Would you copy every line of the material below, character for character?
## START RECORD EXCERPTS
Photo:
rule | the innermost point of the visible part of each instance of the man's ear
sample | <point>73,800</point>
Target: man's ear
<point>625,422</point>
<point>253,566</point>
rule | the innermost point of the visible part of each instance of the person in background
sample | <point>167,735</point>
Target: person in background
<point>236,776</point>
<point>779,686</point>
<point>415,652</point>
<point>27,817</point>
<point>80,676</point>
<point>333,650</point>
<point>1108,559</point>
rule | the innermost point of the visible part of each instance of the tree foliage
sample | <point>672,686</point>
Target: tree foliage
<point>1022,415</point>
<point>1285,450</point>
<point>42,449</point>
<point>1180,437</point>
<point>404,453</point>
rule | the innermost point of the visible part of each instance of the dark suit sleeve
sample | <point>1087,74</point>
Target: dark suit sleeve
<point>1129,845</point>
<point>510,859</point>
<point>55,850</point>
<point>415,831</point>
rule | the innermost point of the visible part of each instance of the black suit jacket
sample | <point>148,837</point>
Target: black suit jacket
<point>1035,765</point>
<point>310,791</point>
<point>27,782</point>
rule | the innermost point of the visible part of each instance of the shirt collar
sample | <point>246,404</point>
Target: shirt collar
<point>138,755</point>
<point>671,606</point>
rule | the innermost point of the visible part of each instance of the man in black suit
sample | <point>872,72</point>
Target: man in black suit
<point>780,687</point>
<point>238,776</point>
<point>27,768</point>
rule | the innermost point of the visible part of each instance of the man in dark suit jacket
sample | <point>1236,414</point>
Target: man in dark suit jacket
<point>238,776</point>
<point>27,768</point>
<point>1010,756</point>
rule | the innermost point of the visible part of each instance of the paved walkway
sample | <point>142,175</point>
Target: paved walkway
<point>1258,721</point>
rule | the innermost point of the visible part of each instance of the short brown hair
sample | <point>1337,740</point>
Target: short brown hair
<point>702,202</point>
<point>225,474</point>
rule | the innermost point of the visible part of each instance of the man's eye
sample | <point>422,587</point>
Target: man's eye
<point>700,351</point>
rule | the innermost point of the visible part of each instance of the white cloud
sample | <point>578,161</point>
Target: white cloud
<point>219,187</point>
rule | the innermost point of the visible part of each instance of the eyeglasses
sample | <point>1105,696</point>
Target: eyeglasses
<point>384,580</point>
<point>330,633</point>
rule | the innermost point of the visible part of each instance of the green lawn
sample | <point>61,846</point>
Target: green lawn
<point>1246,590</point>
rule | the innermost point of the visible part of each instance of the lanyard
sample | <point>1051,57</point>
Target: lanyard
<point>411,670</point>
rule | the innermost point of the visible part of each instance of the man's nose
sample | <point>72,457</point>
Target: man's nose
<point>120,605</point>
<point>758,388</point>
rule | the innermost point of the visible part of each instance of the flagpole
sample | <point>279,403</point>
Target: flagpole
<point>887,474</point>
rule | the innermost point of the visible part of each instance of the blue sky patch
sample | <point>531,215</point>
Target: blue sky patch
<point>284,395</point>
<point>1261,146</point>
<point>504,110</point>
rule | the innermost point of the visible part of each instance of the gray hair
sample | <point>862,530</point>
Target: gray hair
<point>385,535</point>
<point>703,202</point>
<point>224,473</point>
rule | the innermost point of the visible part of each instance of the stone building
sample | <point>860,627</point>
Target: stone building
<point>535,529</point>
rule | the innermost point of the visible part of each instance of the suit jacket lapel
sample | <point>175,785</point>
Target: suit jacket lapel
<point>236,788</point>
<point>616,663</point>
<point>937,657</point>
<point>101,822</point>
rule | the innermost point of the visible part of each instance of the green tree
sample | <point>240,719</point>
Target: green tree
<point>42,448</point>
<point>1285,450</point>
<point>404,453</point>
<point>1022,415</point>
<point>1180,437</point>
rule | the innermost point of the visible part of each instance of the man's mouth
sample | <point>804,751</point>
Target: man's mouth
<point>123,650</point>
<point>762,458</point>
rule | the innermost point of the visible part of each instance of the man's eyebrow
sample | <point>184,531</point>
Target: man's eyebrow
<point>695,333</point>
## END RECORD EXCERPTS
▶ _REPLY_
Photo:
rule | the innermost point of the visible part of each instance of the man's ear
sample | <point>73,800</point>
Target: man's ear
<point>625,422</point>
<point>253,566</point>
rule | the innermost point of the visible part of each instance of the person in background
sample | <point>167,735</point>
Target: person in background
<point>236,776</point>
<point>779,686</point>
<point>415,652</point>
<point>27,817</point>
<point>80,676</point>
<point>333,650</point>
<point>1108,559</point>
rule | the innermost point of the visible part of each instance of the tree foliage
sample | <point>672,686</point>
Target: tree foliage
<point>1022,415</point>
<point>1285,450</point>
<point>42,449</point>
<point>1180,437</point>
<point>404,453</point>
rule | the innermost point of the visible part of each instance of the dark suit sleeve
sample | <point>1087,74</point>
Target: dark suit sleeve
<point>1129,845</point>
<point>510,859</point>
<point>55,850</point>
<point>415,831</point>
rule | the innermost point of the visible part of each instance of the black suit jacket
sample | <point>148,837</point>
Target: black suit jacket
<point>1035,765</point>
<point>310,791</point>
<point>27,782</point>
rule | the innermost point of the visible part of each instance of the shirt collar
sample | <point>246,404</point>
Target: shirt collar
<point>138,755</point>
<point>671,606</point>
rule | the innermost point of the visible part of each instance of the man in black suit
sample | <point>872,72</point>
Target: man in black suit
<point>780,687</point>
<point>238,776</point>
<point>27,768</point>
rule | the innermost point of the visible part of each instance of the man in dark suit jacket
sample | <point>1236,414</point>
Target: man in dark suit jacket
<point>238,776</point>
<point>27,768</point>
<point>1010,756</point>
rule | the innermost point of the visible part of each instance of the paved walkway
sample | <point>142,175</point>
Target: paved walkway
<point>1258,721</point>
rule | the innermost point of the visible part of each instance of the short brown hair
sample | <point>1337,740</point>
Target: short brown hair
<point>702,202</point>
<point>225,474</point>
rule | the innermost point of the visible part of each instance of the man's eye
sample | <point>422,587</point>
Target: man's eye
<point>700,351</point>
rule | the innermost point of the visible part of each instance of the white cloud
sample | <point>578,161</point>
Target: white cloud
<point>219,187</point>
rule | the innermost point of the visible part of each instance of the eyeglasses
sample | <point>1105,696</point>
Target: eyeglasses
<point>384,580</point>
<point>330,633</point>
rule | the innermost point of the visible part of each instance of the green lawn
sample | <point>61,846</point>
Target: green lawn
<point>1246,590</point>
rule | the innermost point of the visible part of each instance of the lanyard
sample | <point>1051,57</point>
Target: lanyard
<point>411,670</point>
rule | the innermost point of the visible part of each instance of the man's nose
sample | <point>72,457</point>
Target: man's nose
<point>120,605</point>
<point>758,388</point>
rule | the innermost point of the visible part of each instance of the flagpole
sample | <point>279,403</point>
Target: flagpole
<point>887,474</point>
rule | the innermost point of the visible part of each instance of the blue sky patch
sample | <point>531,215</point>
Target: blue sky patch
<point>284,395</point>
<point>1261,146</point>
<point>504,110</point>
rule | the innermost point of the visible part of each instance of the gray hair
sample | <point>862,530</point>
Target: gray hair
<point>385,535</point>
<point>703,202</point>
<point>224,473</point>
rule | the innermost point of the visible part of each instance of the stone building
sample | <point>860,627</point>
Target: stone building
<point>535,529</point>
rule | the innermost point of the visible part of each instance of the suit jacket lapel
sample | <point>175,785</point>
Target: suit jacket lapel
<point>236,788</point>
<point>616,663</point>
<point>937,657</point>
<point>101,822</point>
rule | the innermost point of the visible part of each instance of the green tree
sample | <point>240,719</point>
Target: green tree
<point>42,448</point>
<point>1285,450</point>
<point>404,453</point>
<point>1022,415</point>
<point>1180,437</point>
rule | the innermost point of the visible part of each instance of the man's mouth
sample | <point>804,751</point>
Target: man's mouth
<point>123,650</point>
<point>762,458</point>
rule | the innermost point of the visible part of each instance of the man's eyebrow
sample | <point>184,531</point>
Target: man's eyebrow
<point>695,333</point>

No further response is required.